Each entry below needs to be retyped exactly as given.
◇ ◇ ◇
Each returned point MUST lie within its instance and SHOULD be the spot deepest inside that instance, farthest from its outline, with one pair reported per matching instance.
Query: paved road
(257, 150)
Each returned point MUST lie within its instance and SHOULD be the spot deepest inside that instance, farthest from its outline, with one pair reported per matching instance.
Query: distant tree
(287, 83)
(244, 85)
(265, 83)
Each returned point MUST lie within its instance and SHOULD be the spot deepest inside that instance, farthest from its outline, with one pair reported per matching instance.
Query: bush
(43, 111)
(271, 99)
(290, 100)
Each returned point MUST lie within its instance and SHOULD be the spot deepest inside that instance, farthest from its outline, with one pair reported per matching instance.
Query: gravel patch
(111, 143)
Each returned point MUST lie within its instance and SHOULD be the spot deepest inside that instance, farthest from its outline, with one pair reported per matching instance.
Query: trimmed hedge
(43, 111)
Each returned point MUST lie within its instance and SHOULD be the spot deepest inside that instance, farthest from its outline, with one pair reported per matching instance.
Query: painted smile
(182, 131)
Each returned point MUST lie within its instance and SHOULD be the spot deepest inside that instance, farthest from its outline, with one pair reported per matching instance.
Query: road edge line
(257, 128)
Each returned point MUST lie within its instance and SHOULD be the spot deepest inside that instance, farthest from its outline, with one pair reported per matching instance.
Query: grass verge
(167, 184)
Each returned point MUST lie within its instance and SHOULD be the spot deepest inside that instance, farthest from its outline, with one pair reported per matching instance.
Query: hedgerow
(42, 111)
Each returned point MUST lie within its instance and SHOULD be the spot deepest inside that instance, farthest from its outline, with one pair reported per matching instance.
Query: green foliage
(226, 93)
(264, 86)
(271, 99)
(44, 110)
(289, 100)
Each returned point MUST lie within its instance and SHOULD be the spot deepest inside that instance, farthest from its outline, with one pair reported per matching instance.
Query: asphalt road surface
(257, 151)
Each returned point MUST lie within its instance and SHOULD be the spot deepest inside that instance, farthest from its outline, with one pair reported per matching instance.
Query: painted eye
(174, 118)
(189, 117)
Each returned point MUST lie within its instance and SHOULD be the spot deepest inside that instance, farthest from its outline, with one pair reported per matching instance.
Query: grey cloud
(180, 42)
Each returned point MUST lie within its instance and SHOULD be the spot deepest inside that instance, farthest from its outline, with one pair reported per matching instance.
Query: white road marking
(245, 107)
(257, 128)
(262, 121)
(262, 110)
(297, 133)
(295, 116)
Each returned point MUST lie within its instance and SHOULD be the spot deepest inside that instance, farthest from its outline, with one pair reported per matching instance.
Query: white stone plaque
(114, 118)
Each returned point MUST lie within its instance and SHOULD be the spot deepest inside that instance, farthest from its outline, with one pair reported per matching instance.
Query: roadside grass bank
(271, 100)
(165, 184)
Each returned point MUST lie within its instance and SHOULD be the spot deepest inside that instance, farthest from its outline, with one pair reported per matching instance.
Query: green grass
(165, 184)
◇ ◇ ◇
• [Exercise solution]
Each returned point MUST lie within its instance and SHOULD be the spot deepest inside that instance, farthest from its outline, with one pair reported per matching instance.
Query: paved road
(257, 150)
Each returned point MUST lie within its instance and SHOULD be the spot deepest inside that instance, farthest from its outline, with one pair reported per matching instance.
Query: distant tree
(287, 83)
(244, 85)
(265, 83)
Each returned point MUST lie within its instance and SHOULD be the spot deepest inside that instance, farthest from its outline, with one pair reported per matching instance.
Query: bush
(43, 111)
(271, 99)
(290, 100)
Each returned point MUST lie within its instance and SHOULD be the spot deepest inside that instance, farthest from its outline, with one pair reported per matching instance.
Query: gravel patch
(111, 143)
Each returned point MUST lie within its instance and SHOULD be the spot deepest inside that instance, farthest from its outline, with one pair reported per matching instance.
Query: trimmed hedge
(43, 111)
Each returned point MUST lie within its instance and SHOULD be the spot deepest inside that instance, farthest from its outline, with one pair reported per matching instance.
Query: painted smile
(182, 131)
Each returned point MUST lie within its instance and SHOULD be the spot deepest inside that instance, farthest from its outline, with one pair reported per matching instance.
Query: road edge line
(257, 128)
Each returned point MUST lie within its instance and SHOULD be the spot deepest inside that instance, farthest from its outline, with one pair reported per matching instance.
Query: grass verge
(167, 184)
Each returned point MUST lie within its instance and SHOULD be the spot deepest inside that instance, farthest from its outline, with one pair reported per matching instance.
Query: hedgerow
(42, 111)
Each returned point MUST lie within its instance and SHOULD be the spot deepest inside that instance, farthest from its outline, with one pair reported per matching instance.
Query: green foliage
(226, 93)
(264, 86)
(271, 99)
(44, 110)
(289, 100)
Each returned point MUST lie within its instance and SHOULD be the spot deepest inside that instance, farthest from its outline, with one pair reported per matching instance.
Query: asphalt road surface
(257, 151)
Each returned point MUST lie within its instance and SHOULD be the spot deepest inside that instance, farthest from its outline, with one pair reported per matching instance.
Query: painted eye
(174, 118)
(189, 117)
Each returned point MUST lie within its instance and SHOULD be the spot deepest inside that instance, farthest from its outline, with one pair reported per matching instance.
Query: grey cloud
(180, 42)
Each returned point MUST lie within its instance and SHOULD be the spot deepest inside that instance, farthest from its outline, with one pair reported per matching instance.
Query: white road marking
(245, 107)
(257, 128)
(262, 121)
(262, 110)
(297, 133)
(295, 116)
Each returned point MUST lie within its instance and SHOULD be the spot deepest inside that instance, farthest from its outline, with one pair reported per matching instance.
Query: white stone plaque
(114, 118)
Each returned point MUST lie within its instance and SHOULD be the spot deepest inside that instance, farthest from its outline, with one pair reported per matching instance.
Query: roadside grass bank
(271, 100)
(165, 184)
Each returned point MUST lie within its instance and SHOULD be the spot deepest inside that instance, farthest from its outline, with one pair reported per matching instance.
Query: green grass
(165, 184)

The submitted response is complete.